Sophomore Rob MacNeill looks at public housing in the United States and sees an exercise in failure. For more than 70 years, efforts to provide safe, affordable homes for the disadvantaged have produced dreary rows of barrack-like structures and unimaginative high rises. MacNeill believes that the poor deserve better.

“Public housing is not working in this country,” says the architecture major. “It’s hardly ever worked. So why don’t we focus on something different, maybe rethink the entire process?”

He finds hope in a back-to-basics approach that focuses on architecture’s most fundamental concept – the primitive hut. It is the mythological basis of all architecture, representing the first time a human shunned caves and other natural shelters in favor of building a dwelling. “I wanted to take [the concept of] the primitive hut and make it tangible,” he says, “so we could look at it instead of just thinking about it.”

*WRITTEN EXERCISE 1*
In the public housing passage, what is Rob MacNeill's major?
*WRITTEN EXERCISE 2*
In the rows, replace "cardboard" with "corrugated" and change nothing else. Give only the part of the rows that opens with the line containing "girl in the photo above." and continues through the end of the rows.

*Recorded data*
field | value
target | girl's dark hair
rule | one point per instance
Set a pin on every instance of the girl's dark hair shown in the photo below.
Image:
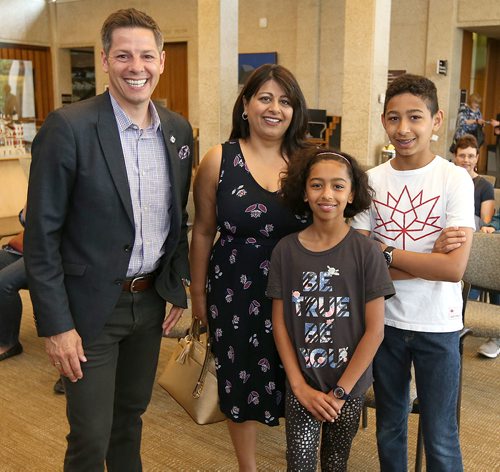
(293, 182)
(416, 85)
(129, 18)
(295, 135)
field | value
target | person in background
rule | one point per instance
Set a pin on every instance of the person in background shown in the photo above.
(328, 285)
(12, 279)
(236, 193)
(106, 244)
(424, 318)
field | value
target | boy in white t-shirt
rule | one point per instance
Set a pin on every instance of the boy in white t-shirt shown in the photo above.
(417, 196)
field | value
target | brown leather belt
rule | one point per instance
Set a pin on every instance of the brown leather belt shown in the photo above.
(139, 283)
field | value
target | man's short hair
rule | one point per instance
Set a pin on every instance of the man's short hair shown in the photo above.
(129, 18)
(416, 85)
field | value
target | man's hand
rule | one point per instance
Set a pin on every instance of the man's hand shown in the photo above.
(65, 351)
(450, 239)
(171, 319)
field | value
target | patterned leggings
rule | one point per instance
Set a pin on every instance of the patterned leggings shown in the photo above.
(303, 436)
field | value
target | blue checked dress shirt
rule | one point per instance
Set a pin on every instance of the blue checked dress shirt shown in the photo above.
(150, 188)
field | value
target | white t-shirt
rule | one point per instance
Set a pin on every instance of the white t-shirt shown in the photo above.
(409, 211)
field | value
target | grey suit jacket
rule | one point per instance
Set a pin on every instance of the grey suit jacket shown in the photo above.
(80, 225)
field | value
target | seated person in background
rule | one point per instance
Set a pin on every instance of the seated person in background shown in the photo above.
(12, 279)
(466, 156)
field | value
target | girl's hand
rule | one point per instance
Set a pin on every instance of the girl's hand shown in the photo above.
(451, 238)
(321, 405)
(199, 308)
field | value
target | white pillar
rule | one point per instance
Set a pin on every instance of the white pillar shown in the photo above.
(217, 69)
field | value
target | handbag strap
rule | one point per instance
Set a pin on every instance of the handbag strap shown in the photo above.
(201, 380)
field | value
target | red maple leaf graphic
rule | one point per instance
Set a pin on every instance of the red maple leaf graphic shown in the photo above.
(406, 217)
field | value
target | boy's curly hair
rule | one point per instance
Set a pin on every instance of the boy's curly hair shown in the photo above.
(293, 181)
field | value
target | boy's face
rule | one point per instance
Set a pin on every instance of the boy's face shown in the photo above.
(409, 124)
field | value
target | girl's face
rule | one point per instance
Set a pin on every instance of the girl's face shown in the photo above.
(466, 158)
(328, 189)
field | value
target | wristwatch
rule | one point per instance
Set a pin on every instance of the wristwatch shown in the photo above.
(388, 255)
(340, 393)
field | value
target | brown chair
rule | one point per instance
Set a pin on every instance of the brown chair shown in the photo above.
(490, 178)
(483, 271)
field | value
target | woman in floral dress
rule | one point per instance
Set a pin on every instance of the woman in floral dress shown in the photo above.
(236, 195)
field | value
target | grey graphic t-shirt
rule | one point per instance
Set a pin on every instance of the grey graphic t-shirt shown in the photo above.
(324, 296)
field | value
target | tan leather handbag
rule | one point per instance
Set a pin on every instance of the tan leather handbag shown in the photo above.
(190, 379)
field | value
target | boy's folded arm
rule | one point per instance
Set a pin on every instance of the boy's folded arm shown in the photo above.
(449, 267)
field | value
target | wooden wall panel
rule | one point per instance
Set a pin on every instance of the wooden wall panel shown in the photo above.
(42, 72)
(173, 83)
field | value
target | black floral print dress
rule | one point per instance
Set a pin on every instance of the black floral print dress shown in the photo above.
(251, 220)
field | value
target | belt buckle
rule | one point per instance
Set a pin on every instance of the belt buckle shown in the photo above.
(133, 281)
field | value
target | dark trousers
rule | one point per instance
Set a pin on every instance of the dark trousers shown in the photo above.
(104, 408)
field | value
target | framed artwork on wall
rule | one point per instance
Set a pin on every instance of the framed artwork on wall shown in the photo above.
(247, 62)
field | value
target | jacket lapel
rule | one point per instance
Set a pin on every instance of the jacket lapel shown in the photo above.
(172, 156)
(109, 137)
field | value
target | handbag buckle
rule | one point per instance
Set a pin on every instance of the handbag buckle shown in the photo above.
(133, 281)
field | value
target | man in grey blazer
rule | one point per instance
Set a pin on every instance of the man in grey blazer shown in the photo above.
(106, 244)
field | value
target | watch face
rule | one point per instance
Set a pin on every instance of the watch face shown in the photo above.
(388, 257)
(339, 392)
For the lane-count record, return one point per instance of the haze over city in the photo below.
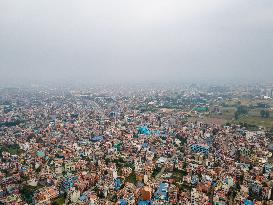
(135, 41)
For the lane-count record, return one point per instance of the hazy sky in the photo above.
(99, 40)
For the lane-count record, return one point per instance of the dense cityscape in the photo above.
(143, 145)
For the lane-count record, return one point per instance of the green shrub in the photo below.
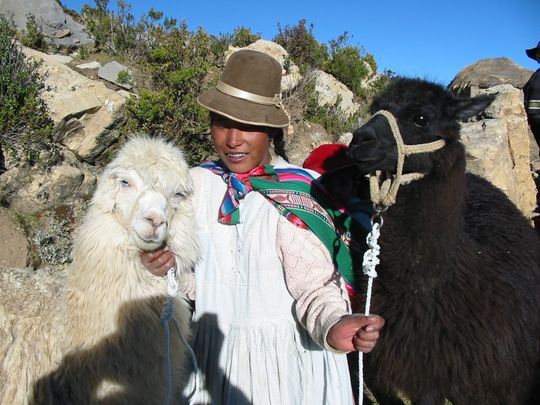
(350, 66)
(303, 48)
(123, 77)
(329, 116)
(242, 37)
(25, 126)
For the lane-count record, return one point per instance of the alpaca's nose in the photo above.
(155, 219)
(364, 139)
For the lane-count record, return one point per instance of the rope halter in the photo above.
(383, 192)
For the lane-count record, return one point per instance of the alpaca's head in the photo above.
(142, 189)
(425, 112)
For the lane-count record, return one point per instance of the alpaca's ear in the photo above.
(469, 107)
(105, 194)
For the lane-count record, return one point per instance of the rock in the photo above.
(52, 19)
(66, 32)
(488, 73)
(89, 65)
(111, 71)
(71, 96)
(14, 247)
(330, 90)
(498, 147)
(302, 142)
(46, 191)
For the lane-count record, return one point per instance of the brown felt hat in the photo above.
(533, 52)
(248, 91)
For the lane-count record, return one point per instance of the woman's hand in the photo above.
(355, 333)
(158, 262)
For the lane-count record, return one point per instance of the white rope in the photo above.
(371, 260)
(167, 315)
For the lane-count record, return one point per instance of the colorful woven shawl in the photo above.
(296, 196)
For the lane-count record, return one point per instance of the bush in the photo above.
(305, 51)
(25, 126)
(349, 66)
(242, 37)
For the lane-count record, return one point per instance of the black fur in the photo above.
(459, 278)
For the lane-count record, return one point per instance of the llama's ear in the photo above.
(469, 107)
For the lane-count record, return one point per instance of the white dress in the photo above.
(254, 281)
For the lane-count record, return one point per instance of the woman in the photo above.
(272, 315)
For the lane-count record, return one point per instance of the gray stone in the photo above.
(89, 65)
(110, 72)
(14, 247)
(487, 73)
(50, 16)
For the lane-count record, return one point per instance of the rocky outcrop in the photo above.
(498, 147)
(332, 93)
(86, 112)
(58, 27)
(487, 73)
(14, 247)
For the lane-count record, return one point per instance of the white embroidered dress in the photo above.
(254, 281)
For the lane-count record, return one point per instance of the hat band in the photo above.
(246, 95)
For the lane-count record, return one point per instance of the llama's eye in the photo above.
(421, 121)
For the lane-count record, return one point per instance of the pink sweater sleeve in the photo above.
(312, 280)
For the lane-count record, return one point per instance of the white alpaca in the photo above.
(92, 334)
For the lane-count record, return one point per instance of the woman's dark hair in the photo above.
(275, 134)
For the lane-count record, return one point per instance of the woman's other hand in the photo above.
(158, 262)
(355, 333)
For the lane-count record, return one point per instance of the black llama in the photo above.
(459, 278)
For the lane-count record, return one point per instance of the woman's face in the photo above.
(241, 147)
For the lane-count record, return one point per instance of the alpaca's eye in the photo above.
(421, 121)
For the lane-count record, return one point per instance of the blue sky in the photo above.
(432, 39)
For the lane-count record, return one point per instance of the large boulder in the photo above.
(58, 27)
(14, 248)
(487, 73)
(498, 147)
(87, 113)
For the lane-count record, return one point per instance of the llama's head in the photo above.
(142, 189)
(425, 112)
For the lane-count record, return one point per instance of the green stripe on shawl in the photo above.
(319, 223)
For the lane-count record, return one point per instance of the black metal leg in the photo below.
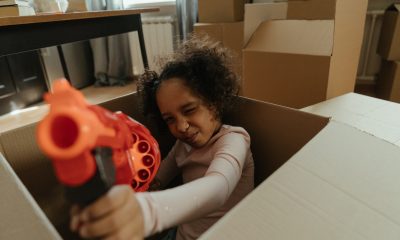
(63, 63)
(141, 42)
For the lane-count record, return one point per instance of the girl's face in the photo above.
(186, 115)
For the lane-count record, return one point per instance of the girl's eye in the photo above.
(190, 110)
(169, 120)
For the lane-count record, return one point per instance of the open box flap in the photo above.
(338, 186)
(294, 36)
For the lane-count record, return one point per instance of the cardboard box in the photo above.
(389, 41)
(372, 115)
(211, 11)
(274, 131)
(298, 53)
(21, 217)
(341, 185)
(229, 34)
(388, 82)
(317, 178)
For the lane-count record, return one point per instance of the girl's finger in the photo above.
(107, 203)
(74, 223)
(129, 231)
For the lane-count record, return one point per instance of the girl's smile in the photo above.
(188, 118)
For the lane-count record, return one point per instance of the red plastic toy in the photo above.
(73, 129)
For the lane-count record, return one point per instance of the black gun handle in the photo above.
(99, 184)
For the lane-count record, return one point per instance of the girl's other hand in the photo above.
(116, 215)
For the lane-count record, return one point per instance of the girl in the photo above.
(190, 96)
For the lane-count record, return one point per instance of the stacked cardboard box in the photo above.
(10, 8)
(388, 83)
(297, 53)
(223, 21)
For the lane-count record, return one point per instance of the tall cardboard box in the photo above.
(211, 11)
(389, 41)
(298, 53)
(229, 34)
(388, 82)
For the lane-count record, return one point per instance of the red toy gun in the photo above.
(92, 148)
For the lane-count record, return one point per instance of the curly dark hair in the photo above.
(205, 67)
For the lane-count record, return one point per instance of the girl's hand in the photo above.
(116, 215)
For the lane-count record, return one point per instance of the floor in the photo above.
(94, 95)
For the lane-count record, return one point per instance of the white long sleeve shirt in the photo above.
(216, 177)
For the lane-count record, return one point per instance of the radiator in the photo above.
(158, 34)
(370, 61)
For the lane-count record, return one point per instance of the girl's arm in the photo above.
(167, 172)
(190, 201)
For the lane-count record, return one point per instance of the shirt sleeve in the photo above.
(167, 208)
(168, 168)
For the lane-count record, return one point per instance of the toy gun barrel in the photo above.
(93, 148)
(68, 134)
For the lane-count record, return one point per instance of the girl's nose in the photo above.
(183, 125)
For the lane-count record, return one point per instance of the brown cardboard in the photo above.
(267, 69)
(388, 82)
(229, 34)
(389, 41)
(277, 133)
(211, 11)
(21, 217)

*FINAL ANSWER 1*
Architecture

*FINAL ANSWER 2*
For the lane-count record, return one point per instance of the girl in the photo above.
(190, 96)
For the lane-count record, return one point per instance of the stacked corrugated box in the photo above.
(10, 8)
(388, 83)
(297, 53)
(223, 21)
For the lane-count record, return one point per instance of the tall corrugated box in the photo above.
(211, 11)
(389, 41)
(298, 53)
(229, 34)
(388, 82)
For the lane-count record, return one point per instance of the red toy gun in the photo above.
(92, 148)
For the lane-count record, return one point per instance of the curly dark hair in the photo above.
(205, 67)
For the lane-count record, return one point per instance of the girl's hand in the photo above.
(116, 215)
For the lane-count record, return one point per instance of the floor in the photo above.
(94, 95)
For the lane-count record, return one point per instance of the white long sleeve shirt in the photo above.
(216, 177)
For the lane-count record, return one point per instance of the radiator in the photo above.
(158, 34)
(370, 61)
For the lane-count record, return one point per instance of the girl's arm in the photo above.
(167, 172)
(190, 201)
For the lane-count record, return one point per instance of the shirt sleeve in the photo above.
(167, 208)
(168, 168)
For the lane-count record, return one point per instance of the toy gun barrel in the photo above.
(93, 148)
(68, 134)
For the lane-count record, return one point per instance of the girl's nose in the photo above.
(183, 125)
For the lane-count record, return one point per instance of the brown corrugated in the photo above.
(267, 69)
(388, 82)
(229, 34)
(389, 41)
(277, 133)
(211, 11)
(21, 217)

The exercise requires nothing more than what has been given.